Top of THE INPUT

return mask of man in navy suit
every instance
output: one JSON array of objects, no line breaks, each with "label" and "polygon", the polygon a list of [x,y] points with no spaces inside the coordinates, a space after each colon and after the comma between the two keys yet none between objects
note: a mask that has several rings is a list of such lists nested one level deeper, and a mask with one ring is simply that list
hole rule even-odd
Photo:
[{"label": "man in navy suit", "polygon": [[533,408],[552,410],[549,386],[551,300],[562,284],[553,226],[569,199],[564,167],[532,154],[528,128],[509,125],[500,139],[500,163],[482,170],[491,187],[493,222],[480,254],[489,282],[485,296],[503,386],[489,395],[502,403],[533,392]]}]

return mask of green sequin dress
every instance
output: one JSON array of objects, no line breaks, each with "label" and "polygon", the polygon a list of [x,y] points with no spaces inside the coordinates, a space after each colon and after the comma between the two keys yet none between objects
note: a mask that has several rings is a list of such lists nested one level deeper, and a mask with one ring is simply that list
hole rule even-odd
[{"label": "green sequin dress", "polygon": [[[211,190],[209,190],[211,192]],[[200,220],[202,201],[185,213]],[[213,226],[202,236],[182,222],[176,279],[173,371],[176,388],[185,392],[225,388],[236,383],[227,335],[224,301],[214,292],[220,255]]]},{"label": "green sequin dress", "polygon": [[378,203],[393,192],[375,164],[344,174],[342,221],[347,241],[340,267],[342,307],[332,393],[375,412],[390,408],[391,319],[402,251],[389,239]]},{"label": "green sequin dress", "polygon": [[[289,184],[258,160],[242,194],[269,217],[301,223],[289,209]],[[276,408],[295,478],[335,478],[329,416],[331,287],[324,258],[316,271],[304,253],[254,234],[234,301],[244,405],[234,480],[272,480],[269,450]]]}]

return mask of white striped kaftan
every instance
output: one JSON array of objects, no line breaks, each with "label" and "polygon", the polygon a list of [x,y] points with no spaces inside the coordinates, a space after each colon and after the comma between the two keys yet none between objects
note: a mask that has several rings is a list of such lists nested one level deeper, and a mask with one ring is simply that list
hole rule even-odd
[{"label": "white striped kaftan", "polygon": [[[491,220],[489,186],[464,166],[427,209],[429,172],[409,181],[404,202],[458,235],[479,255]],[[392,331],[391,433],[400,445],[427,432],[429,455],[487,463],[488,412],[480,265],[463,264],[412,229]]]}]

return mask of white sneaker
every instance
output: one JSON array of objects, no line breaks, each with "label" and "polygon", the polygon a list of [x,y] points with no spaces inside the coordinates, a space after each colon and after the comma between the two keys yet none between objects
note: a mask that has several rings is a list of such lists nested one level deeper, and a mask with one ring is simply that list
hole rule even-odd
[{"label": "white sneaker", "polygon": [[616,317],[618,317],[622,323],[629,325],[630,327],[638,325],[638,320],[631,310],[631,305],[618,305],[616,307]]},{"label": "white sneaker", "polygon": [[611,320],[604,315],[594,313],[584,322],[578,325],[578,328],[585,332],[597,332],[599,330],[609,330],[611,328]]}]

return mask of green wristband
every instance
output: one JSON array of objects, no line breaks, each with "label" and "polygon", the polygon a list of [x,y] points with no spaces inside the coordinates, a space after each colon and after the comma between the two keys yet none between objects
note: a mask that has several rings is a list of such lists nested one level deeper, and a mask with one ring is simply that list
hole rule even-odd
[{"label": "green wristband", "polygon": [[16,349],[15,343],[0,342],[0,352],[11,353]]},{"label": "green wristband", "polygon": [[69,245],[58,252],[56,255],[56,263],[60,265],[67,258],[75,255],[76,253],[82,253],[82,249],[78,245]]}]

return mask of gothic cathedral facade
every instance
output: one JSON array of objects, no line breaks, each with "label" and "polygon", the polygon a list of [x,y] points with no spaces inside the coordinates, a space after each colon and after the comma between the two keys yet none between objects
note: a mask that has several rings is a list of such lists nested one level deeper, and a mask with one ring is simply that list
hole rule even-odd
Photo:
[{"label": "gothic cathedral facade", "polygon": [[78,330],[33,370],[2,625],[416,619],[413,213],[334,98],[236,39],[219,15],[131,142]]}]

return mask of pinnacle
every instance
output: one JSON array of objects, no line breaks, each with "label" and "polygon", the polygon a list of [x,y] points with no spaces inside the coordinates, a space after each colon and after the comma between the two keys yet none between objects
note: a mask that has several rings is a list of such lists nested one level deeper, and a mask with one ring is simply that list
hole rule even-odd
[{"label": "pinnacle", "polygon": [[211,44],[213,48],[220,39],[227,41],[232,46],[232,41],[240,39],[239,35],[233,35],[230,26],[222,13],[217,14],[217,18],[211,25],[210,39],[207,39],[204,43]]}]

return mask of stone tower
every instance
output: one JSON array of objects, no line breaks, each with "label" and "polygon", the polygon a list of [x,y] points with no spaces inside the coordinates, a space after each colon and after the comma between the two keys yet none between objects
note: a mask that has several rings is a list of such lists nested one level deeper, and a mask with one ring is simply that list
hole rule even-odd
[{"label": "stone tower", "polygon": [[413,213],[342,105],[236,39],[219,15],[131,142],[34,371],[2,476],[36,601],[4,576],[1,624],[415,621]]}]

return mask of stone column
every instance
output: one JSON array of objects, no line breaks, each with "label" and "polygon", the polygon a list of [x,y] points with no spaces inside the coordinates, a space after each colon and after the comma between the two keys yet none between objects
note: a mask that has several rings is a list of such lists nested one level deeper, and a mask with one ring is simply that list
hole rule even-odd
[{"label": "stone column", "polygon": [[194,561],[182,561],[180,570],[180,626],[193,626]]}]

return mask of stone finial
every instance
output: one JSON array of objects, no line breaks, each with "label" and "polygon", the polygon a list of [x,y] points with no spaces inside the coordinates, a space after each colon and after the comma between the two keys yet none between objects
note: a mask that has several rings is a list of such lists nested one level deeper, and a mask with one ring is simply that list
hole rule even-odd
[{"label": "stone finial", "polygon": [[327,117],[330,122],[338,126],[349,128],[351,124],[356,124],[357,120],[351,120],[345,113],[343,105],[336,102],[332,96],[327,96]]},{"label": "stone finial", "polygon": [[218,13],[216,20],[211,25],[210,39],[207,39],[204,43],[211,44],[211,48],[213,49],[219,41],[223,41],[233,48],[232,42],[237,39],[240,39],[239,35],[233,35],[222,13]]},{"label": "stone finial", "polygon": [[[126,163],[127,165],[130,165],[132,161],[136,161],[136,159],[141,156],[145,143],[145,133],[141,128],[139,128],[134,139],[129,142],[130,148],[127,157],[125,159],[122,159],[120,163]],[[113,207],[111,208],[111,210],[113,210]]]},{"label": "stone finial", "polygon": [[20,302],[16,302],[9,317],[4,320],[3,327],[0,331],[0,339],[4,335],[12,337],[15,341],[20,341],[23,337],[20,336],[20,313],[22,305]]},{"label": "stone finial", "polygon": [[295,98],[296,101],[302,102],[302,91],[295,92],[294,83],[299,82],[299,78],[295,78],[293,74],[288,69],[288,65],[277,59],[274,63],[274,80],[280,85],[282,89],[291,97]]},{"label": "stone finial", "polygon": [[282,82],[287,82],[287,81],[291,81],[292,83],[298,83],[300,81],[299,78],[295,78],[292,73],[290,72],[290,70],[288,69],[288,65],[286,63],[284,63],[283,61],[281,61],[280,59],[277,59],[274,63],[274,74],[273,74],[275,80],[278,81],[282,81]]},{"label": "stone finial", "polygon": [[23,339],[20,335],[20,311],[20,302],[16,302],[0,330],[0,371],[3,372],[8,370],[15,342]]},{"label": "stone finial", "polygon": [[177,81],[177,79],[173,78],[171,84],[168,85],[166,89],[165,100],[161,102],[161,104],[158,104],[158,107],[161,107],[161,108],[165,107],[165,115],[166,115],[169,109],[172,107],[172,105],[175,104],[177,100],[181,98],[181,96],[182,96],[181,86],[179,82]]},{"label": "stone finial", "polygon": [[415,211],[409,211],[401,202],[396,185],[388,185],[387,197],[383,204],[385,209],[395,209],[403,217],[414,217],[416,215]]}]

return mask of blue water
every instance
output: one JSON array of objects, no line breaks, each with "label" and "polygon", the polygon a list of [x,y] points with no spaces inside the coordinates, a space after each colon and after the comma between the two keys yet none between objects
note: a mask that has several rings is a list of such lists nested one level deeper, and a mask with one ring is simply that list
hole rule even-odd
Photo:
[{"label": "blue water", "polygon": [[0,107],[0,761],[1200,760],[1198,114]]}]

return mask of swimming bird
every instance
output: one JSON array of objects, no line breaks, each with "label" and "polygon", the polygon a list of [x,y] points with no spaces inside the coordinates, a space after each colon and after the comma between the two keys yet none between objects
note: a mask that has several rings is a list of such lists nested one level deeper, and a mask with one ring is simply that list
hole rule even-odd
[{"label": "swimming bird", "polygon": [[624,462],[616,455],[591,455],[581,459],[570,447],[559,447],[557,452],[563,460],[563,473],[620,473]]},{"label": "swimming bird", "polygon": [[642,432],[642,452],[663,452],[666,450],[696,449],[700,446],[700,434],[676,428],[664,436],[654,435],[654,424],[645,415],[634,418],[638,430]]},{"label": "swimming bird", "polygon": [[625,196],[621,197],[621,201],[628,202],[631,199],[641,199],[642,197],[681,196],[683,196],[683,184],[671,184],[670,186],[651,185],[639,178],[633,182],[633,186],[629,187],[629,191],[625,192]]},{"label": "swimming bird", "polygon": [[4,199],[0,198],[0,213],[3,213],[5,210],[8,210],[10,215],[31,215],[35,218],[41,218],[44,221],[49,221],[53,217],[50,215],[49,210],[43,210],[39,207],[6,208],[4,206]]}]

Bottom of THE INPUT

# THE PROBLEM
Across the entries, how many lines include the string "return"? The answer should be only a number.

# SOLUTION FOR THIS TASK
12